- [Written problem]
Repeat the rows below word for word, without the pictures.

- [Dataset records]
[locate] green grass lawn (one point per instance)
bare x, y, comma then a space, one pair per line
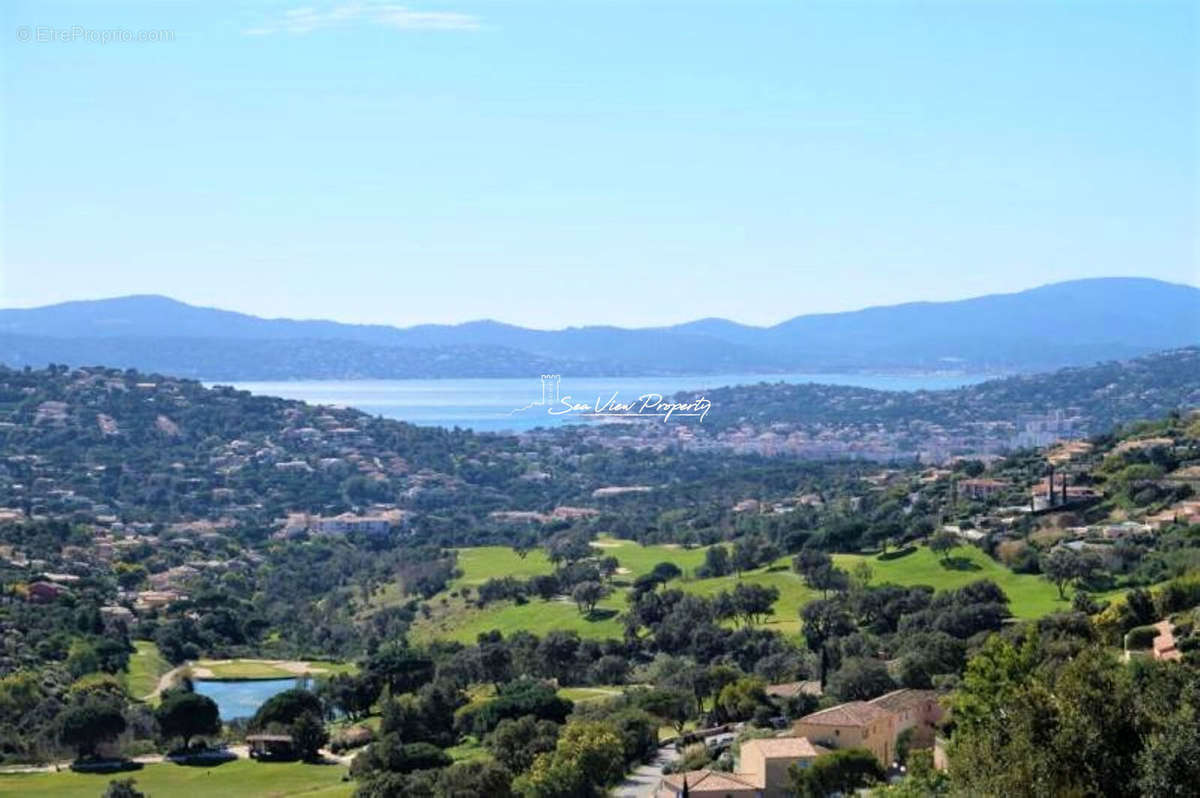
1030, 595
145, 666
238, 779
251, 669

- [Solution for this task]
[locate] green grass lawn (one point per instance)
bare x, y, comma then a space, one pair per line
1030, 595
145, 666
238, 779
251, 669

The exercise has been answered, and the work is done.